Could you filter the material and copy every line where the word "blue" occurs?
.....
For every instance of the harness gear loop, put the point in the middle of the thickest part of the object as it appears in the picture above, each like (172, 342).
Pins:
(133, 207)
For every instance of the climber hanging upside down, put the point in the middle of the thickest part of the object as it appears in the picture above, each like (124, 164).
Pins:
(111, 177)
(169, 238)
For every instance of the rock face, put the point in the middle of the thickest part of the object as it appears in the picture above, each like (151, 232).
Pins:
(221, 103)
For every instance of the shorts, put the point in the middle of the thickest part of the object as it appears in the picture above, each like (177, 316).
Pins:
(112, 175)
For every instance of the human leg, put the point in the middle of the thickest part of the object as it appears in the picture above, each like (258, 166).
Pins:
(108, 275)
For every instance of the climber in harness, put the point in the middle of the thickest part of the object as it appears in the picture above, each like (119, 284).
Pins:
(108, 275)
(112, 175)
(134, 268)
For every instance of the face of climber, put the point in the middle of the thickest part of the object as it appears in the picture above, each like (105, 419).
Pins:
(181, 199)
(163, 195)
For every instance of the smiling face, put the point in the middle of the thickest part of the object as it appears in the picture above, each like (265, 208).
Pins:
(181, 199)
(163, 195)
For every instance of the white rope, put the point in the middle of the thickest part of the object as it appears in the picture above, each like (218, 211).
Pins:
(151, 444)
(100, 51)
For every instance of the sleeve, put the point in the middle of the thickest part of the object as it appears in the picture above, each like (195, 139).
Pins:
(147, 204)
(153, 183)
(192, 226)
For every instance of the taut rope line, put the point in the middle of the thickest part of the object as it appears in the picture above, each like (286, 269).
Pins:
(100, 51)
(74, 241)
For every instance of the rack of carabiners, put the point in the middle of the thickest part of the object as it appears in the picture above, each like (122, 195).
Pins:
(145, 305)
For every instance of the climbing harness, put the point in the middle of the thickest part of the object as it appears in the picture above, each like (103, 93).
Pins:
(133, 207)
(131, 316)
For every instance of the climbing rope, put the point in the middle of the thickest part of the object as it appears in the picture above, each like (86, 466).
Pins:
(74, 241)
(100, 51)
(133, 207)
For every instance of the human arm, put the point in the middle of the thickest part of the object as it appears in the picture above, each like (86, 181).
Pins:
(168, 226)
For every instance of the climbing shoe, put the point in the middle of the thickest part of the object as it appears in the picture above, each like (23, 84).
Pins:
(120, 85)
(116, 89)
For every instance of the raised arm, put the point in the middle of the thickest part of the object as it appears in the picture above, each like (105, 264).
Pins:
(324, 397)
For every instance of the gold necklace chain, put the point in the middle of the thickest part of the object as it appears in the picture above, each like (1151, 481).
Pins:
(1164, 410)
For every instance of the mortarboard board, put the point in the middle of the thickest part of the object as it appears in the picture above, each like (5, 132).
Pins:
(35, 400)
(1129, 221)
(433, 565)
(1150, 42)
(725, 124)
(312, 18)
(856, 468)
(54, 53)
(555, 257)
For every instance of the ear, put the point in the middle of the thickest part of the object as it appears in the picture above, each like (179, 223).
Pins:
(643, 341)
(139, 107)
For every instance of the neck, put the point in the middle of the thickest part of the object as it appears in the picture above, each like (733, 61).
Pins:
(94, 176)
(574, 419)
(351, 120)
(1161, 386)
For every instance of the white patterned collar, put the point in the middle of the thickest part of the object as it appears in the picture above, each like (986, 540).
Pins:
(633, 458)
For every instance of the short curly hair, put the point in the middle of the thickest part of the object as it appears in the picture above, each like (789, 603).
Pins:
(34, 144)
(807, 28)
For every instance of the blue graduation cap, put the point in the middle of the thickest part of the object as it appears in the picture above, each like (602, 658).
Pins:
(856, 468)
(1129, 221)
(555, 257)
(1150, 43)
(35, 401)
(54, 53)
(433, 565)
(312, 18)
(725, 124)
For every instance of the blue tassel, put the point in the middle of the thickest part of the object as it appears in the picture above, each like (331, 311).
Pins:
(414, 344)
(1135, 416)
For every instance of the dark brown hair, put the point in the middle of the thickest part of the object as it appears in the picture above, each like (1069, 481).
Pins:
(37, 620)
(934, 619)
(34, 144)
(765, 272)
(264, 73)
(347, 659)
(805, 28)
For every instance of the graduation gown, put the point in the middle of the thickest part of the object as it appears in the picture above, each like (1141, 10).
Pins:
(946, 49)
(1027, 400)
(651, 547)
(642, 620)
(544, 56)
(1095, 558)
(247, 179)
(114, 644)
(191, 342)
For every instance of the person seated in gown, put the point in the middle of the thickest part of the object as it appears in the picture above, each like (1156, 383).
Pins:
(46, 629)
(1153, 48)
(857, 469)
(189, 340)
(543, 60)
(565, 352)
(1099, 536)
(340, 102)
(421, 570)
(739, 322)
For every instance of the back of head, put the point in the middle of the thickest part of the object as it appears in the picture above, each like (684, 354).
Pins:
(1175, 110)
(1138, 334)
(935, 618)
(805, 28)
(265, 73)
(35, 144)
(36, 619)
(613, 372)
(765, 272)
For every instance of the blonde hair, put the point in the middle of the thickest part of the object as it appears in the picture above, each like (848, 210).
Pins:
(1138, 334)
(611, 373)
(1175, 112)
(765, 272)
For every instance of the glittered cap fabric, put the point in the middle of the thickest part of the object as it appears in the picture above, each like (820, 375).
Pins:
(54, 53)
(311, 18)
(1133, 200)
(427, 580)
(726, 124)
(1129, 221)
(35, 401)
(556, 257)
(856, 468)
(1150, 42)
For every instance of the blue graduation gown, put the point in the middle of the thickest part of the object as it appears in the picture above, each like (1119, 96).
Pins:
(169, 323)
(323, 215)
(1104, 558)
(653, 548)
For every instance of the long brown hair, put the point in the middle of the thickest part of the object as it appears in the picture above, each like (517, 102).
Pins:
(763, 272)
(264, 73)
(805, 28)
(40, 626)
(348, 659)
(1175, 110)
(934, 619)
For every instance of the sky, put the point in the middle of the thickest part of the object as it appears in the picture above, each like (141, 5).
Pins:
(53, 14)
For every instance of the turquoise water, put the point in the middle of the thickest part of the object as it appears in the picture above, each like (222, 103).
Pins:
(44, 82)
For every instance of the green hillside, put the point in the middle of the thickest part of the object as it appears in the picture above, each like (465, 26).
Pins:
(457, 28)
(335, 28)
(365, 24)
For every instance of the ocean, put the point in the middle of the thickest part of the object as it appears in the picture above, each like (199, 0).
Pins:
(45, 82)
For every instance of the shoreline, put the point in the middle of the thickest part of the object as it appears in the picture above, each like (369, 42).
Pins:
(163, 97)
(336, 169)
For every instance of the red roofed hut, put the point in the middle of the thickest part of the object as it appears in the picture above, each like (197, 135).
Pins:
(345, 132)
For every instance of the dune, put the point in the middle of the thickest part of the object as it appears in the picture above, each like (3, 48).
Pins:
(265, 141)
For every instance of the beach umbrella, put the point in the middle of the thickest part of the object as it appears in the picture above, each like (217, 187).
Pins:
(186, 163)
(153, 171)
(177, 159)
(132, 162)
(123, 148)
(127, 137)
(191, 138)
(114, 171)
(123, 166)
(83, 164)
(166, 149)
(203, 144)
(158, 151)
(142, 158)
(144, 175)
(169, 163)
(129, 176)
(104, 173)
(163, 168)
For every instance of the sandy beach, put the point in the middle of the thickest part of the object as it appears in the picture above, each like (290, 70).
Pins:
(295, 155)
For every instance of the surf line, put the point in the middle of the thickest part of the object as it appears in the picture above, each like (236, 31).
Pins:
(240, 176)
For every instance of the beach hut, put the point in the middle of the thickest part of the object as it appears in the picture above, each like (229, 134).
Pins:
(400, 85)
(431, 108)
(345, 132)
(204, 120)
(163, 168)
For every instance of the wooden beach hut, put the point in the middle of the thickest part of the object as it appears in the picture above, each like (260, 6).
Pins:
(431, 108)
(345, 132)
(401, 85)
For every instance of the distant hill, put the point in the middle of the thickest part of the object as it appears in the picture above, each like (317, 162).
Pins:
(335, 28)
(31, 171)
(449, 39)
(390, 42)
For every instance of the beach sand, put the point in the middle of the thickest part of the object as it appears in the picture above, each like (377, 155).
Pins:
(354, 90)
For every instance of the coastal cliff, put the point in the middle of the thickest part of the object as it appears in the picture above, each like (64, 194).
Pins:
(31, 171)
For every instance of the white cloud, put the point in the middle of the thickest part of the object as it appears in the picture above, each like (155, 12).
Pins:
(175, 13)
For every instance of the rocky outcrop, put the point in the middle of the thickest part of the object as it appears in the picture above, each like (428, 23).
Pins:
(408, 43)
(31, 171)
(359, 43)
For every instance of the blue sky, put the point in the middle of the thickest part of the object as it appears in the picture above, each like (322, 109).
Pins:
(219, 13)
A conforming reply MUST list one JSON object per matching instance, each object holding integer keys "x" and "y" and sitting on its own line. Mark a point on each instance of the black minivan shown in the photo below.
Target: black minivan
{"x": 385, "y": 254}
.....
• _RESPONSE_:
For every instance of the blue graduation cap, put the point in the middle of the thickest part of the object as it appears in the picture above, each like (602, 658).
For every instance of the blue tassel, put the point in the middle of the thickest part of the object as it appears in the picture above, each like (331, 311).
For every instance of the blue graduation gown, put the point in the middle of the thickest part of the object as it appears in the picture above, each like (1119, 96).
For every instance of the blue sky, put the point in the middle of the thickest part of the object as it appears in the picture above, each like (322, 109).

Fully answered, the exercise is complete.